• [STATED PROBLEM 1]: In the judgment excerpt, rewrite the part from "It was in view" to "relief mentioned above.", switching "apology" for "explanation".
• [STATED PROBLEM 2]: Carry on writing the court judgment excerpt from the point where it stops.

• [PAGE EXTRACT]:
— start —

SAAV has on more than one occasion
written to Onderstepoort, asking them to give an indication of who
were the members of their animal
ethics committee. These reasonable
requests were never even acknowledged. SAAV felt that as
Onderstepoort was a public institution,
funded by the taxpayer, we
had a right know that there was indeed a proper ethics committee
looking after the welfare of animals.
It was in view of this stony
silence that SAAV had to select the name of one of the senior members
whom, we thought, would take
a reasonable stance in the matter.”
[5] The
applicant was not satisfied with this apology and after numerous
failed attempts to resolve the problem approached this court
for the
relief mentioned above.
[6] The
first and second respondents oppose the application vehemently. Mr
Murphy acting on their behalf advanced numerous arguments
as to why
the application should be dismissed. Firstly, he argued that the
joinder of the first respondent was irregular and that
the
application should be dismissed because of this misjoinder.

— end —

• [RECORDED DATA]:
— start —

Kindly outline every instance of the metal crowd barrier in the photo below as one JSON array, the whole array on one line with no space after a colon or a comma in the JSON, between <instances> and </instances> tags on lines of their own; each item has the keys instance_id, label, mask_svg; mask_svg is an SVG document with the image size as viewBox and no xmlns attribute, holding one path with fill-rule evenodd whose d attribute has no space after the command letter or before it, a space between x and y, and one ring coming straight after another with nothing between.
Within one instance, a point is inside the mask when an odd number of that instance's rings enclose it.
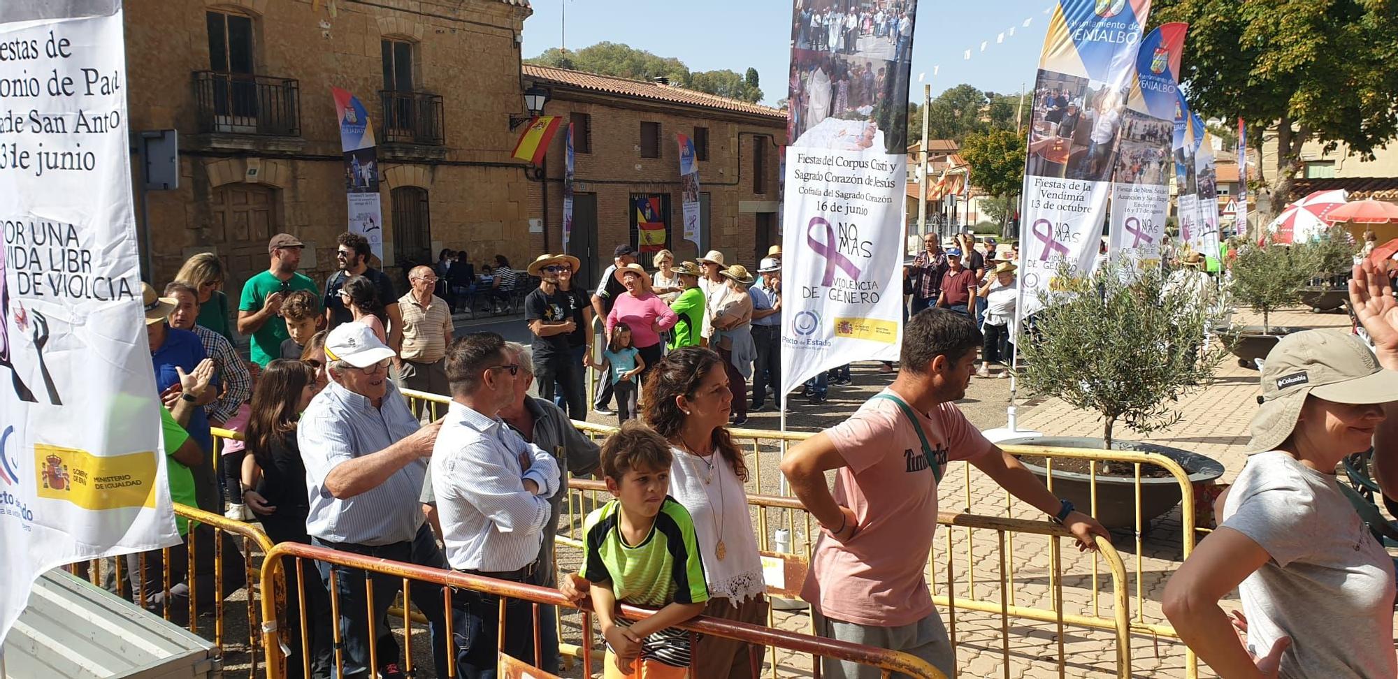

— end —

• [WRITTEN ANSWER 1]:
It was in view of this stony
silence that SAAV had to select the name of one of the senior members
whom, we thought, would take
a reasonable stance in the matter.”
[5] The
applicant was not satisfied with this explanation and after numerous
failed attempts to resolve the problem approached this court
for the
relief mentioned above.

• [WRITTEN ANSWER 2]:
Secondly, that there are serious disputes of fact and that the
application
ought therefore be referred to trial. Thirdly, he argued
that the statements made in the editorial were neither false nor
defamatory.
Mr Zietsman on behalf of the applicant argued that the
statements are defamatory, false and unreasonable.
[7] Mr
Murphy’s argument in relation to misjoinder has no merit. SAAV
states that Snout is its official newsletter. It is also
clear from
the apology published in Snout that it is the mouthpiece of SAAV.
Snout also states that it is the official newsletter
of SAAV.
Although the second respondent states that she is no longer a member
of SAAV the fact remains that she was a member of
SAAV when she wrote
the article. The second respondent sent the application papers to
the first respondent. The first respondent
indicated to her that
there is nothing that it could add to the application or in defence
thereof. It is clear that SAAV was correctly
joined because it has a
real and substantial interest. SAAV received the application papers.
It had a representative who argued
its case. It was not in anyway
prejudiced.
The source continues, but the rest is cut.